[Stored data — start]
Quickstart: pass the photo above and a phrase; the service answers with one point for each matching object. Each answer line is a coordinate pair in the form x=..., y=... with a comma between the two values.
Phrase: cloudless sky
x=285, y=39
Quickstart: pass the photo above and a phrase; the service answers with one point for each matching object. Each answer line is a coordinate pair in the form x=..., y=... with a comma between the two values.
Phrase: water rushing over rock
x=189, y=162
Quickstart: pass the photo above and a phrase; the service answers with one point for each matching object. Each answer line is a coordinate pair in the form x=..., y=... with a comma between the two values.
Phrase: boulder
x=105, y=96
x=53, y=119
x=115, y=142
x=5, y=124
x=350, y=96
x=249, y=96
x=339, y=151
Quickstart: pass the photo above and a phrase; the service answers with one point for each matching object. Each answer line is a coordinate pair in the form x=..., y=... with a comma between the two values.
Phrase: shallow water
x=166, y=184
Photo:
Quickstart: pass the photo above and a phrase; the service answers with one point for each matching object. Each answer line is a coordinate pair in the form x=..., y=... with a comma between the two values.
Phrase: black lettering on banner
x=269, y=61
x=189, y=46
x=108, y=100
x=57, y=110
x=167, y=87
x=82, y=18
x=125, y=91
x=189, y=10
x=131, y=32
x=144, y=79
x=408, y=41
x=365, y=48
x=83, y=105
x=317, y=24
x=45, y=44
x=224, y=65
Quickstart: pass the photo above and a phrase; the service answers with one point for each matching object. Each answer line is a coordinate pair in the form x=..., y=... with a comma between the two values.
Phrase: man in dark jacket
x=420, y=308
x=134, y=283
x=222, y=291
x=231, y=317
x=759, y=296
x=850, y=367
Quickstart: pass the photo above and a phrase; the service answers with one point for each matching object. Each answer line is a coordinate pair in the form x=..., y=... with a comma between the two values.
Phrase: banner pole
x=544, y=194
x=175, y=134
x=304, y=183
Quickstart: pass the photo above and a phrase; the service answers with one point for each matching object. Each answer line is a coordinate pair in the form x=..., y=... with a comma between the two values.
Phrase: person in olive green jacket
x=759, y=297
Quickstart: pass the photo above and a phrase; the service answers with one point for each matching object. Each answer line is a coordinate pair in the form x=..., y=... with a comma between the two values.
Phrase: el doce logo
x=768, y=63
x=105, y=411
[Stored data — finish]
What is needed is an exact copy of the lines from the one containing "Phrase: banner pole" to the end of the data; please add nothing else.

* Written response
Phrase: banner pole
x=544, y=194
x=175, y=134
x=304, y=183
Quickstart: pass the photo above and a phrase; the service answers with one point for each matching object. Each answer line is a coordinate pair in the form x=..., y=... with a comma between the two values.
Phrase: person in olive green jacket
x=759, y=297
Quickstart: pass the photo above and a phrase; the service answers with one point for each matching object. Each answer line is a coordinate pair in the form x=..., y=... with a comma between the two values.
Phrase: el doce logo
x=768, y=63
x=105, y=411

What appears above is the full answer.